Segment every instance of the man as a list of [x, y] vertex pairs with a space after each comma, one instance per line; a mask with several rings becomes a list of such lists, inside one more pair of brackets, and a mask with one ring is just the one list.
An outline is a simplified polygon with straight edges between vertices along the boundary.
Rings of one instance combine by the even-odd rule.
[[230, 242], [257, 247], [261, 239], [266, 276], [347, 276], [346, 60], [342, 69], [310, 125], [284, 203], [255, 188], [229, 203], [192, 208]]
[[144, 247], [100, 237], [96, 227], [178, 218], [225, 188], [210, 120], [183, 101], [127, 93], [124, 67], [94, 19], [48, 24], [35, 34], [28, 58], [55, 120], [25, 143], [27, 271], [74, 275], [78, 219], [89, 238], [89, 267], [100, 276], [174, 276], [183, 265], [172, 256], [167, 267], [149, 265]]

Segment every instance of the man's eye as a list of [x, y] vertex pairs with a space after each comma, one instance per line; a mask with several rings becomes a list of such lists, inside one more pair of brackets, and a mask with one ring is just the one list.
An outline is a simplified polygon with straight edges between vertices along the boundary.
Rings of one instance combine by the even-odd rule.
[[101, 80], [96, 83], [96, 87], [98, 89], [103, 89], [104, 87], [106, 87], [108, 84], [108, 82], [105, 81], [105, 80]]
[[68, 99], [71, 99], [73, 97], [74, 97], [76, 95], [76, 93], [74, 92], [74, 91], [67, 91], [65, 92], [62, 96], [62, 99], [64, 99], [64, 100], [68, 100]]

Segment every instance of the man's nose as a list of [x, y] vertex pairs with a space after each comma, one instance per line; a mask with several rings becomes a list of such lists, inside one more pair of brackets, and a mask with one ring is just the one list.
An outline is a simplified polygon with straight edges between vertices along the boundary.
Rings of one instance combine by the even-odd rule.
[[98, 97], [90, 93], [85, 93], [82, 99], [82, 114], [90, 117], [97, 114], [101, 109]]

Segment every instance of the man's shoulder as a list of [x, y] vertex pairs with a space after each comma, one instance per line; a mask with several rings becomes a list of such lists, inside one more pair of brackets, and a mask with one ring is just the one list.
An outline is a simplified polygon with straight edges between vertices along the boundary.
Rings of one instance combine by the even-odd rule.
──────────
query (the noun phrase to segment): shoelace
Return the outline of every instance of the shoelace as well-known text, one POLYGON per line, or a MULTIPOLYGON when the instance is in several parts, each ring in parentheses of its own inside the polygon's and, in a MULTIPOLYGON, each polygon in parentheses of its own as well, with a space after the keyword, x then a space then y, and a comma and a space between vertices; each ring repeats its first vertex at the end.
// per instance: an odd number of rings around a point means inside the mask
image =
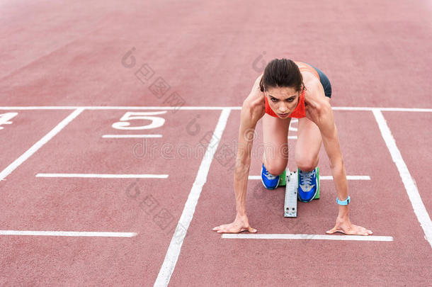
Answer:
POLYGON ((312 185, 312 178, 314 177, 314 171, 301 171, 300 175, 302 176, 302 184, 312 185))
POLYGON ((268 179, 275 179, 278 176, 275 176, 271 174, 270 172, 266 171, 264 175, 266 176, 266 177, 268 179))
──────────
> Requirement
Can you output everything from the line containing "Segment every instance of the man's nose" down to the line containing "114], [101, 109]]" as a Markdown table with the columns Row and Line, numbering each row and leaving out blank lines?

> The completed task
| Row | Line |
|---|---|
| 1 | Segment every instance of the man's nose as a list of [x, y] vertex pairs with a space after each comma, one instance per line; a mask with several rings becomes a list of such lists, inside one more pair of brackets, and a mask with one ring is just the one list. |
| 2 | An outline is a simplified polygon with straight edges between vertices along the boundary. |
| 3 | Rings of one instance combine by the even-odd rule. |
| 4 | [[98, 97], [90, 93], [85, 93], [82, 99], [82, 114], [90, 117], [97, 114], [101, 109]] |